___ SUPPLIED INFORMATION ___
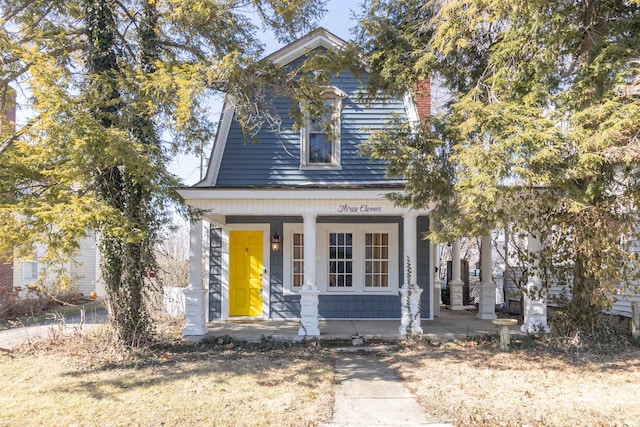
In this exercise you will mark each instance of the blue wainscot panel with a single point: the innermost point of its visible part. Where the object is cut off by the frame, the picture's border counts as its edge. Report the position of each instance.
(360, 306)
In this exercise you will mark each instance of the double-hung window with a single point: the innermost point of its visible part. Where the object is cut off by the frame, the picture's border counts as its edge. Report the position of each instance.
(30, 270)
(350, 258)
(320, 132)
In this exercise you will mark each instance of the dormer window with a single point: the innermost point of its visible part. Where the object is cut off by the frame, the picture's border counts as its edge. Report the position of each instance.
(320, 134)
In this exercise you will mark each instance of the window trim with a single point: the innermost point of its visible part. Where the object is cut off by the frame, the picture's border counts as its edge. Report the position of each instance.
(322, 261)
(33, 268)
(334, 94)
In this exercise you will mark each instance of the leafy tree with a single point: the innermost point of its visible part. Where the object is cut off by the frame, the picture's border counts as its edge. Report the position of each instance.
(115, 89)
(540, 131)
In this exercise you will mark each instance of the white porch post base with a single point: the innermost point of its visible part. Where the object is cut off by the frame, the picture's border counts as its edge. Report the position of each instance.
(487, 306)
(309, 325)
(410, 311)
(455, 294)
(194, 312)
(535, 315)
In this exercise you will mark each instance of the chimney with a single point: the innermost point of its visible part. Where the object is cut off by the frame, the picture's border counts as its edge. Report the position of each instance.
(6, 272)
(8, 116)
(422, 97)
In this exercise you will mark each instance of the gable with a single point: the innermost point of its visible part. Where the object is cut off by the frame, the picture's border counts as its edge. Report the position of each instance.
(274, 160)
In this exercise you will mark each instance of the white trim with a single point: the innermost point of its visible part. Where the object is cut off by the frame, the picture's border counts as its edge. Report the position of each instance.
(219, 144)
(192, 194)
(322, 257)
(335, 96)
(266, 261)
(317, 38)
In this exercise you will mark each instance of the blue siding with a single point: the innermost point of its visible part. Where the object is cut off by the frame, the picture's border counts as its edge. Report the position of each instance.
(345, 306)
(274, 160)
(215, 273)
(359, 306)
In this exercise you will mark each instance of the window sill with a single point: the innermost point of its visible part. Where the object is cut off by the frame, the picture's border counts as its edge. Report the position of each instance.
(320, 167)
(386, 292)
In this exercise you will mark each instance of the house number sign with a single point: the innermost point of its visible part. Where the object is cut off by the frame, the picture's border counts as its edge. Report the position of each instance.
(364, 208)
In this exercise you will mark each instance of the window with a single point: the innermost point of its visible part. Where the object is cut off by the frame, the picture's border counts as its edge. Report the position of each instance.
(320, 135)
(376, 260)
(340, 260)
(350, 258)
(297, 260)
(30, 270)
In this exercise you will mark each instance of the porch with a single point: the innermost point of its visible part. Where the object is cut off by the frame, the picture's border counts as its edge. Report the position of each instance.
___
EXERCISE AIM: Starting at the line in the records above that contains "the window with" and continuing through the end of the records, arrange those lines as a numbered list, omitting any blank lines.

SOLUTION:
1. In this exercise you will mark each instance of the window with a single point: the innermost point of its visible part. Where the object is cut off by the frame, the picture's border counts as its edge. Report the position of each instance.
2. (320, 135)
3. (376, 260)
4. (340, 260)
5. (350, 258)
6. (297, 260)
7. (30, 270)
8. In this exercise you will mark each instance of the porch with a single point: the innermost point of its visible part. Where the object is cut off by the frame, the picture's border counts as its edge. Report the position of each instance.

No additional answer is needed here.